▸ **ARTICLE**
*-*-*

There's still plenty of walleye most just have'nt made it up that far yet. Got a small male yesterday maybe 2lb. for about a week last year it seemed like every hole was full of them.


----------



## outdoorjess (Mar 20, 2009)

Is the river still a little dirty or has it cleaned up a little bit


----------



## TODDFATHER (Jun 5, 2002)

I stopped by one of the hot spots so to speak and seen one fish hooked and landed. The fish looked to be pretty clean and I would assume that it hasn't been in the river long. Tons of people would be pretty accurate. The river has cleaned up nicely with just a breath of color to it although it seems to be runnng at a stiffer pace than the stream report indicates. All in all, I wouldn't bother fishing until some of the interest dies off and a few of the fishermen move on to "trout opener", which is just around the corner. There's probably a good number of fish in the system, but I'd be reluctant to call it a run. 


Toddfather


----------



## outdoorjess (Mar 20, 2009)

I know there will be a ton of people but im going to try and hit the river really early and hope for the best


----------



## Joeker Jr.1 (May 13, 2008)

myeh. . . . . . i stopped down there before dark for with my buddy for a few to check it out......... water looked good, its clearing up nicely...... a few people.........maybe 10 ish...............only one or two people willing to chat with ya for a second about fishin........ everyone else musta been wearin their cranky pants....:lol: id like it to warm up a hair more but........ i may hit the river downstream tomorrow and or sunday for tha heck of it.


----------



## jiggineyes (Feb 19, 2005)

Joeker Jr.1 said:


> myeh. . . . . . i stopped down there before dark for with my buddy for a few to check it out......... water looked good, its clearing up nicely...... a few people.........maybe 10 ish...............only one or two people willing to chat with ya for a second about fishin........ everyone else musta been wearin their cranky pants....:lol: id like it to warm up a hair more but........ i may hit the river downstream tomorrow and or sunday for tha heck of it.


Ill be in the bends area Sunday morning. If youll be around there and ya see me in my camo waders and hat say hi!


----------



## Joeker Jr.1 (May 13, 2008)

jiggineyes said:


> Ill be in the bends area Sunday morning. If youll be around there and ya see me in my camo waders and hat say hi!


ill prolly get dropped off at the bar and go west. but if i do decide to go the other way ill keep an eye out for ya (even tho it seems everyone has cam waders:lol ill just have to say hi to everyone then!


----------



## jiggineyes (Feb 19, 2005)

guess youre right!:lol: couple good spots through there!


----------



## Troutlord1 (Jun 6, 2007)

*-*-*

▸ **SET PROBLEM 1**
Answer these questions using the fishing thread:
(a) About how much did the small male walleye caught yesterday weigh?
(b) Roughly how many people did Joeker Jr.1 see at the river?
(c) What does jiggineyes say he will be wearing in the bends area on Sunday morning?
▸ **SET PROBLEM 2**
In the fishing thread, why does TODDFATHER assume that the fish he saw landed had not been in the river long? Answer in one to three sentences.
▸ **SET PROBLEM 3**
Reproduce the stretch of the fishing thread from "ill prolly get" through "spots through there!".
The listing is not needed for this work.

Dataset items
*-*-*

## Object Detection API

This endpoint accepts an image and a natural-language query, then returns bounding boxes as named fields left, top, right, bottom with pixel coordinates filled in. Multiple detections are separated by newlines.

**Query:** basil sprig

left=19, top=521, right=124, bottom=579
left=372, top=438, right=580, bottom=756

*-*-*

▸ **EXERCISE SOLUTION 1**
(a) Maybe 2 lb.
(b) Maybe about 10.
(c) Camo waders and a hat.

▸ **EXERCISE SOLUTION 2**
He assumes it had not been in the river long because the fish looked pretty clean.

▸ **EXERCISE SOLUTION 3**
ill prolly get dropped off at the bar and go west. but if i do decide to go the other way ill keep an eye out for ya (even tho it seems everyone has cam waders:lol ill just have to say hi to everyone then!


----------



## jiggineyes (Feb 19, 2005)

guess youre right!:lol: couple good spots through there!